====== DATA PROVIDED ======

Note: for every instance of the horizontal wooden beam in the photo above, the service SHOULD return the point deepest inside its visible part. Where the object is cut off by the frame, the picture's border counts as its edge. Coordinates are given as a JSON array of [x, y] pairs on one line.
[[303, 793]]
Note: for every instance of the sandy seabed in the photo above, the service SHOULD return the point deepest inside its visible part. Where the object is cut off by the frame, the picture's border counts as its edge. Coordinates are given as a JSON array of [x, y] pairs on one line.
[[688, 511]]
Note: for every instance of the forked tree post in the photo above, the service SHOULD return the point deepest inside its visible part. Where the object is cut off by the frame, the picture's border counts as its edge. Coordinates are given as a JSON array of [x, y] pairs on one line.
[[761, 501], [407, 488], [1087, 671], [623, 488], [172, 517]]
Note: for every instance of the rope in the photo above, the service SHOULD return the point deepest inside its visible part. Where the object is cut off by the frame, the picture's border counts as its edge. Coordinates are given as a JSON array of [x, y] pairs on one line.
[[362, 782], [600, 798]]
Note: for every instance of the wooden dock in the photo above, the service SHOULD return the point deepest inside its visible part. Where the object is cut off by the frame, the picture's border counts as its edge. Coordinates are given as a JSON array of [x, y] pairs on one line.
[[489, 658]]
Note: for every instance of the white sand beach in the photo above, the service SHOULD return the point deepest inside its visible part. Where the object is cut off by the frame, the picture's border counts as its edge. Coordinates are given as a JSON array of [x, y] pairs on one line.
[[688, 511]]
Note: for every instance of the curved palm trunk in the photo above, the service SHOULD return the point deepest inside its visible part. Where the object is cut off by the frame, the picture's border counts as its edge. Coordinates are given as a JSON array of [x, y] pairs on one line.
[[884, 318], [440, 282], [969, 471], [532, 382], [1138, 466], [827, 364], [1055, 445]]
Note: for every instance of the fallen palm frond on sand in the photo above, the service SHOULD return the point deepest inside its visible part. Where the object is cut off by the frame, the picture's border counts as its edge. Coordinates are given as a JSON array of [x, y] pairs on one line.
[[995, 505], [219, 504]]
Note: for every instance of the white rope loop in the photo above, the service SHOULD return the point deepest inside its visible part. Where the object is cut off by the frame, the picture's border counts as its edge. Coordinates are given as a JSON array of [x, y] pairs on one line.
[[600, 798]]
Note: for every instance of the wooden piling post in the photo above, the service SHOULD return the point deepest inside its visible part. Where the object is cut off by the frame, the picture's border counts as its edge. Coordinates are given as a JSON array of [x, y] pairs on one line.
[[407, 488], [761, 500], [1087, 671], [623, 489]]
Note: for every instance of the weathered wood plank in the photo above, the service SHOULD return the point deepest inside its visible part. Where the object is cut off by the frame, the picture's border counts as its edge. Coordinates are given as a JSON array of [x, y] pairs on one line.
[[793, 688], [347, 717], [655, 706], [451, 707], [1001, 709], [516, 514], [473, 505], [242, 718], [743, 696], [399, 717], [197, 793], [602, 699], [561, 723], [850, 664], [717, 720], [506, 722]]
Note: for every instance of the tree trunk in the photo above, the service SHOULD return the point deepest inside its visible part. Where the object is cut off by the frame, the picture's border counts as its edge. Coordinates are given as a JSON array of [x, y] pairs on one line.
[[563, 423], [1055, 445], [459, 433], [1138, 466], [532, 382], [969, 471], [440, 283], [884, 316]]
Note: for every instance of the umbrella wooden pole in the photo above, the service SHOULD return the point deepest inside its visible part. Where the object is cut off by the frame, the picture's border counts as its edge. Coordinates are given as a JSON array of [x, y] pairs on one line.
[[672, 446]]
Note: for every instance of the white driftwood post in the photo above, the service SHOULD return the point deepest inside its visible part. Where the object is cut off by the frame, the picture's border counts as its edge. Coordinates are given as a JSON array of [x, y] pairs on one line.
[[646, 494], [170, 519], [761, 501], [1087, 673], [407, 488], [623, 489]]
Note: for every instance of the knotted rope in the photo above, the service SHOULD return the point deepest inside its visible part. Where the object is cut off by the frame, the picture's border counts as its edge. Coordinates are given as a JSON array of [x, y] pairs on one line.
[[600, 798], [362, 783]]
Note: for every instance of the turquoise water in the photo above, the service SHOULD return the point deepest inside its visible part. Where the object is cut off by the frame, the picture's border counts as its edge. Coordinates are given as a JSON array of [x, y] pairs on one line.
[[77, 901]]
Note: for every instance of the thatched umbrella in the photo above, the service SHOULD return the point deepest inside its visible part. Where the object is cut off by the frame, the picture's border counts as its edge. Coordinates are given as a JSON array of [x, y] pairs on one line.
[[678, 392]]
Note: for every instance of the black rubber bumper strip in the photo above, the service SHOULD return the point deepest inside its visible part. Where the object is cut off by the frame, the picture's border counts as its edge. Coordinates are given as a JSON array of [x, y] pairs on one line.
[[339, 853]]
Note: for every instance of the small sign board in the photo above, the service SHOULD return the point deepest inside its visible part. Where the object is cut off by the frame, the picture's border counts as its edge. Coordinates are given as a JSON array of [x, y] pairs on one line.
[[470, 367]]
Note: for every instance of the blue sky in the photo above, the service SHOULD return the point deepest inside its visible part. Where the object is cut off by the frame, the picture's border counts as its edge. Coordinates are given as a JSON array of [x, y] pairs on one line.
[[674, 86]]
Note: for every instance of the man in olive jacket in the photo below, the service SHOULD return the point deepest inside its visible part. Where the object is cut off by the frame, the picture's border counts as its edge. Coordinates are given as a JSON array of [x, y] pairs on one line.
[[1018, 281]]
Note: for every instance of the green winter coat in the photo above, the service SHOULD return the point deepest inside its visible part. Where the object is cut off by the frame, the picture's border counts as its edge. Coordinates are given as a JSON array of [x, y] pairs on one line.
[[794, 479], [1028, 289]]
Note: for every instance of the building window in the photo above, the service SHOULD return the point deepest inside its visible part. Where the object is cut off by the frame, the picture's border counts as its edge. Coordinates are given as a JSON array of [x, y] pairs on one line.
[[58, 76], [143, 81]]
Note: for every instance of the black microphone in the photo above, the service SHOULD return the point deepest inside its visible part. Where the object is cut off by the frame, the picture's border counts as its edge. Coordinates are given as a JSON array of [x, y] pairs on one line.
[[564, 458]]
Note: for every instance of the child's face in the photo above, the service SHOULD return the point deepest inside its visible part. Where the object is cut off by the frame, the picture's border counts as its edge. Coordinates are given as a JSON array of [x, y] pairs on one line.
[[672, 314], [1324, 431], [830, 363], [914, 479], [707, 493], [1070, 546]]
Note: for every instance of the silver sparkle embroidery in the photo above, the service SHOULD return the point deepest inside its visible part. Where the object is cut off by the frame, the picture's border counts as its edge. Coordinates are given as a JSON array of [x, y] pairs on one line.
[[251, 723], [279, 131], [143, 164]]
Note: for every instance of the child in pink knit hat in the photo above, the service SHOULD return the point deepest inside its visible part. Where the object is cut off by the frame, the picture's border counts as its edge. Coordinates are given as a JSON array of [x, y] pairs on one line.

======

▶ [AIM]
Copy every one of the records above word for word, keeping each line as it stands.

▶ [RESULT FOR THIS TASK]
Note: for every instance of the horizontal wooden beam in the photo above, the service SHOULD return the point deepest inside its visible part. Where the object is cut off by the frame, the picture's border counts as its edge. Coordinates are given as a JSON array of [x, y] pairs on one line.
[[303, 793]]
Note: for every instance of the sandy seabed in the photo above, the service SHOULD return the point deepest inside its visible part. Where the object is cut off by the frame, the picture's border counts as its edge. Coordinates are given as a JSON array of [x, y] pairs on one line.
[[688, 511]]
Note: for every instance of the forked tree post in the photo above, the service SHOULD return the point deepest inside its visible part. Where the object is cut off by the frame, the picture's border counts as its edge. Coordinates are given as a JSON array of [x, y] pairs on one line.
[[761, 501], [407, 488], [1087, 671], [623, 488], [172, 517]]
Note: for every instance of the rope in the photo above, the service SHOULD return the point deepest inside its visible part. Where the object is cut off by the frame, the picture's border counts as its edge. Coordinates are given as a JSON array of [x, y] pairs on one line.
[[362, 782], [600, 798]]
Note: for every instance of the wooden dock in the photo above, the service SHOULD return the point deepest inside its visible part. Where the object is cut off by the frame, the picture's border counts as its edge. Coordinates are given as a JSON array of [x, y] pairs on one line.
[[489, 658]]
Note: for every instance of the white sand beach in the photo above, the service SHOULD return the point deepest inside its visible part. Where the object is cut off by the frame, the picture's border counts as its edge. Coordinates are given as a JSON array of [x, y] pairs on one line.
[[688, 511]]
Note: for every instance of the curved palm trunk in the photo above, the service SHOULD return the point deepest inside its visible part. Where the object is cut off by the frame, the picture's border counts as its edge. Coordinates are given as a JSON array of [x, y] pairs on one line.
[[884, 318], [440, 282], [969, 471], [532, 382], [1138, 466], [827, 364], [1055, 445]]
Note: for every instance of the fallen palm frond on sand in the photo above, the service SHOULD return the point deepest inside its visible part. Where the object is cut off by the frame, the picture's border counts as its edge. Coordinates are given as a JSON array of [x, y] pairs on one line.
[[995, 505], [219, 504]]
Note: for every instance of the white rope loop in the photo above, the service SHOULD return the point deepest inside its visible part. Where the object is cut off by the frame, the picture's border counts as its edge. Coordinates are given as a JSON array of [x, y] pairs on one line.
[[600, 798]]
Note: for every instance of the wooden piling post in the photo above, the service SHOULD return the point deepest inside its visible part. Where the object is cut off by the frame, the picture's border counts as its edge. Coordinates are given as a JSON array of [x, y] pairs on one line.
[[407, 488], [761, 500], [1087, 671], [623, 489]]
Note: for every instance of the weathered wood plank in the photo above, the service SHOULD return the point deepest inside its visible part. Where the object is cut off by the frame, the picture's border counts as its edge. Coordinates are given as a JSON array of [x, y] pairs on one line.
[[793, 688], [347, 717], [655, 706], [451, 707], [1001, 709], [516, 514], [473, 505], [242, 718], [743, 696], [399, 717], [197, 793], [602, 699], [561, 723], [850, 664], [717, 720], [506, 722]]
Note: for every instance of the tree trunk in the photo above, the service SHOULD return the point deepest inside its visible part. Where the object is cut off by the frame, the picture's border counts as its edge. Coordinates are given as a JSON array of [x, y] pairs on one line.
[[563, 423], [1055, 445], [459, 433], [1138, 466], [532, 382], [969, 471], [440, 283], [884, 316]]
Note: for every instance of the umbrella wooden pole in the photo above, the service SHOULD return the point deepest inside its visible part. Where the object is cut off by the frame, the picture's border counts as its edge. Coordinates are given as a JSON array of [x, y] pairs on one line.
[[672, 446]]
Note: for every instance of the white driftwood post in the photo above, the service SHOULD return the point deepest inside its visible part. Where the object is cut off by the frame, the picture's border counts as its edge. Coordinates are given as a JSON array of [x, y] pairs on one line.
[[646, 494], [170, 519], [761, 501], [1087, 673], [407, 488], [623, 489]]
Note: for every instance of the knotted rope in the photo above, the service SHOULD return the point deepest inside its visible part. Where the object is cut off by the frame, the picture's border counts as its edge. Coordinates are given as a JSON array of [x, y] pairs on one line.
[[600, 798], [362, 783]]
Note: for every instance of the turquoise water in the photo above, the service SHOULD return the point deepest inside its visible part. Where the object is cut off by the frame, the picture's border counts as its edge. Coordinates are given as a JSON array of [x, y] pairs on one line.
[[77, 901]]
Note: for every instance of the thatched umbrella in the photo above, the service SHOULD return the point deepest inside its visible part. Where the object is cut off by the frame, the picture's border counts as its edge. Coordinates are given as a JSON array of [x, y] pairs on one line.
[[678, 392]]
Note: for every instance of the black rubber bumper strip in the photo above, the service SHOULD return the point deepest inside its visible part. Where the object is cut off by the frame, the picture's border counts as its edge. Coordinates are given as a JSON array of [x, y] pairs on one line.
[[339, 853]]
Note: for every instance of the small sign board in the photo above, the service SHOULD return the point deepest inside its visible part. Where the object is cut off by the frame, the picture's border counts as its edge. Coordinates are given as a JSON array of [x, y] pairs on one line.
[[470, 367]]
Note: for every instance of the blue sky in the photo above, the service SHOULD return the point deepest inside its visible part. Where the object is cut off by the frame, the picture's border counts as its edge. Coordinates are given as a JSON array of [x, y] pairs on one line.
[[674, 86]]
Note: for every instance of the man in olive jacket in the photo below, the service SHOULD return the point deepest inside its visible part. Where the object is cut off by the frame, the picture's border counts as its edge. Coordinates are given as a JSON array of [x, y] pairs on one line.
[[1018, 281]]
Note: for every instance of the green winter coat in the photo above, the service SHOULD return the point deepest inside its visible part. Where the object is cut off by the frame, the picture's border counts as its edge. Coordinates are given as a JSON array of [x, y] pairs on one line.
[[794, 479], [1028, 289]]
Note: for every instance of the building window in the photo above, the service SHOULD return the point deepest inside its visible part. Where the object is cut off by the frame, the picture's border counts as its edge. Coordinates are given as a JSON array of [x, y] pairs on one line.
[[58, 76], [143, 81]]
Note: for every instance of the black microphone in the photo above, the service SHOULD return the point deepest inside its visible part. Where the object is cut off by the frame, the picture's border counts as its edge. Coordinates are given as a JSON array of [x, y] pairs on one line.
[[564, 458]]
Note: for every instance of the child's face in the photo above, the service SHOULD return the point deepest inside its visible part. Where the object is cut off by the frame, the picture's border counts as its edge. Coordinates are given as a JSON array of [x, y] pairs on one line.
[[672, 314], [1324, 431], [830, 363], [914, 479], [707, 493], [1070, 546]]
Note: for every instance of the silver sparkle embroidery in the photo above, the service SHOULD return the point deepest inside its visible part. Where the object is cut off by the frame, the picture's border counts as its edge. Coordinates are given as a JSON array of [x, y] pairs on one line.
[[251, 723], [279, 131], [143, 164]]
Note: for every instance of the child in pink knit hat in the photo above, the service SHOULD return the point deepest inside its visible part. Where the object is cut off by the frame, the picture's border counts as its edge. Coordinates are given as a JSON array of [x, y] pairs on one line.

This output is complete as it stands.